> _作業指示_:
A - 田中正造の直訴についての抜粋では、正造が自身の年齢を何歳と記していますか。
B - 田中正造の直訴についての抜粋のうち、「渡良瀬河ノ水源ヲ清ムル其一ナ」で始まり「草莽ノ微臣田中正造誠恐誠惶頓首頓首、印」」で終わる部分を、一字一句違えずに書き写してください。
C - 田中正造の直訴についての抜粋を、最後の文に続けて書き進めてください。

===== 文書抜粋 =====

285の2『自然と人間の歴史・日本篇』明治憲法発布と国会開設(田中正造の場合、直訴とその後)
1901年(明治34年)には、鉱毒被害の惨状を訴えるため代議士を辞職してから、明治天皇に直訴しようと試み、これが果たせなかった。
田中正造の印で始まる謹奏の骨格を拾うと、およそこうなっている。
「 (前略) 伏テ惟ルニ東京ノ北四十里ニシテ足尾銅山アリ。近年鉱業上ノ器械様式ノ発達スルニ従ヒテ其流毒益々多ク其採鉱製銅ノ際ニ生ズル所ノ毒水ト毒屑ト之レヲ澗谷ヲ埋メ渓流ニ注ギ、渡良瀬河ニ奔下シテ沿岸其害ヲ被ラザルナシ。加フルニ比年山林ヲ濫伐シ煙毒〉水源ヲ赤土ト為セルガ故ニ河身激変シテ洪水又水量ノ高マルコト数尺毒流四方ニ氾濫シ毒渣ノ浸潤スルノ処茨城栃木群馬埼玉四県及其下流ノ地数万町歩ニ達シ魚族斃死シ田園荒廃シ数十万ノ人民ノ中チ産ヲ失ヒルアリ、栄養ヲ失ヒルアリ、或ハ業ニ離レ飢テ食ナク病テ薬ナキアリ。老幼ハ溝壑ニ転ジ壮者ハ去テ他国ニ流離セリ。如此ニシテ二十年前ノ肥田沃土ハ今ヤ化シテ黄茅白葦満目惨憺ノ荒野ト為レルアリ。(中略)
臣夙ニ鉱毒ノ禍害ノ滔滔底止スル所ナキト民人ノ痛苦其極ニ達セルトヲ見テ憂悶手足ヲ措クニ処ナシ。
嚮ニ選レテ衆議院議員ト為ルヤ第二期議会ノ時初メテ状ヲ具シテ政府ニ質ス所アリ。爾後議会ニ於テ大声疾呼其拯救ノ策ヲ求ムル茲ニ十年、而モ政府ノ当局ハ常ニ言ヲ左右ニ托シテ之ガ適当ノ措置ヲ施スコトナシ。(中略)
渡良瀬河ノ水源ヲ清ムル其一ナリ。河身ヲ修築シテ其天然ノ旧ニ復スル其二ナリ。激甚ノ毒土ヲ除去スル其三ナリ。沿岸無量ノ天産ヲ復活スル其四ナリ。多数町村ノ頽廃セルモノヲ恢復スル其五ナリ。加毒ノ鉱業ヲ止メ毒水毒屑ノ流出ヲ根絶スル其六ナリ。(中略)
臣年六十一而シテ老病日ニ迫ル。念フニ余命幾クモナシ。唯万一ノ報効ヲ期シテ敢テ一身ヲ以テ利害ヲ計ラズ。故ニ斧鉞ノ誅ヲ冒シテ以テ聞ス情切ニ事急ニシテ涕泣言フ所ヲ知ラズ。伏テ望ムラクハ
聖明矜察ヲ垂レ給ハンコトヲ。臣痛絶呼号ノ至リニ任フルナシ。
明治三十四年十二月
草莽ノ微臣田中正造誠恐誠惶頓首頓首、印」

===== 所与の情報 =====

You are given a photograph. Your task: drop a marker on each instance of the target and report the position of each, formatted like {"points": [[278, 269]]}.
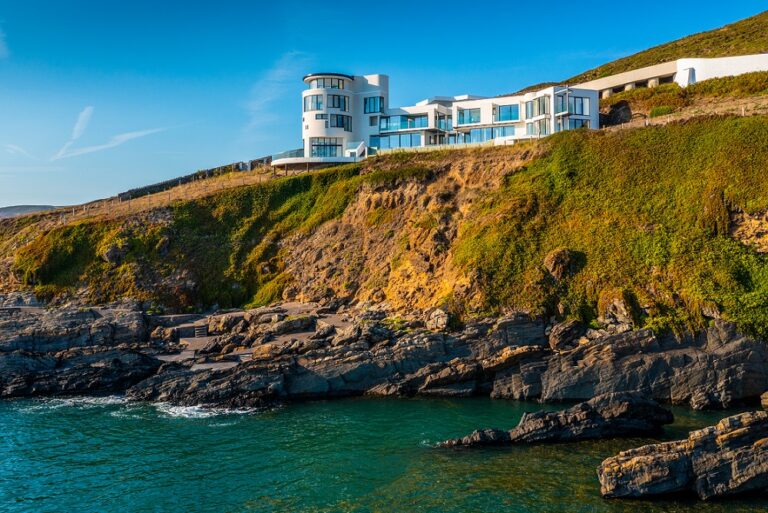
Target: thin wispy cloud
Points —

=====

> _解答_:
A - 六十一歳です。

B -
渡良瀬河ノ水源ヲ清ムル其一ナリ。河身ヲ修築シテ其天然ノ旧ニ復スル其二ナリ。激甚ノ毒土ヲ除去スル其三ナリ。沿岸無量ノ天産ヲ復活スル其四ナリ。多数町村ノ頽廃セルモノヲ恢復スル其五ナリ。加毒ノ鉱業ヲ止メ毒水毒屑ノ流出ヲ根絶スル其六ナリ。(中略)
臣年六十一而シテ老病日ニ迫ル。念フニ余命幾クモナシ。唯万一ノ報効ヲ期シテ敢テ一身ヲ以テ利害ヲ計ラズ。故ニ斧鉞ノ誅ヲ冒シテ以テ聞ス情切ニ事急ニシテ涕泣言フ所ヲ知ラズ。伏テ望ムラクハ
聖明矜察ヲ垂レ給ハンコトヲ。臣痛絶呼号ノ至リニ任フルナシ。
明治三十四年十二月
草莽ノ微臣田中正造誠恐誠惶頓首頓首、印」

C -
その後も、彼が志を曲げることはなかった。とりわけ、渡良瀬川の遊水池計画の反対運動に尽力していく。人生とは、日がな一日の繰り返しであって、以後はその全てを社会運動に費やす生活を選んだのだろう。その彼が、二宮尊徳とともに、欧米から日本で最初の民主主義者とされるのは、遊水池の候補地とされた谷中村(現栃木県栃木市藤岡町)に移住し、住民の一人となって村人とともに、村を守るために闘うようになったからである。
しかし、時代はまだ彼に味方しなかった、と言って良い。政府による土地収用法の適用や谷中村残留民家の強制破壊により谷中村が水没処分となって消滅してからも、正造は、残留民と共に谷中村復興を図る。また、政府の治水政策の誤りを指摘するために、関東地方の河川調査を続ける。その途中で病に倒れ、1913年(大正2年)に渡良瀬川河畔の庭田家で、ついに力尽き73歳で生涯を終えたのだった。
それから半世紀以上が経過しての1970年、かつて正造に会って「谷中村滅亡記」を著わした社会主義者の荒畑寒村が、これの復刻版を出したとき、彼はこう述べている。
「そもそも足尾鉱山の鉱毒問題の原因は、政府委員がみずから認めているように、「鉱山から出てくる硫酸銅をふくんだ水をそのまま、渡良瀬川に流し込んだ」ことにある。このために、被害の及ぶところ渡良瀬川、利根川沿岸の栃木、群馬、埼玉、茨木、千葉、五県の地およそ五万町歩、その住民三十万をかぞえ、明治二十四年の第二帝国議会における田中正造代議士の質問となって、鉱毒問題がはじめて社会の耳目を聳動させたのである。
(中略)足尾鉱山の鉱毒問題は古来、渡良瀬川と切っても切れぬ不可分の関係にあるが、昭和三十三年(1958)に水質保護法が制定されて、石狩、江戸、淀、木曽の諸河川とともに渡良瀬川も調査河川に指定されたにもかかわらず、七年を経た現在もなお、渡良瀬川の水域指定も水質基準の決定も行われていない。」(荒畑寒村「谷中村滅亡記」新泉社、1970)
(続く)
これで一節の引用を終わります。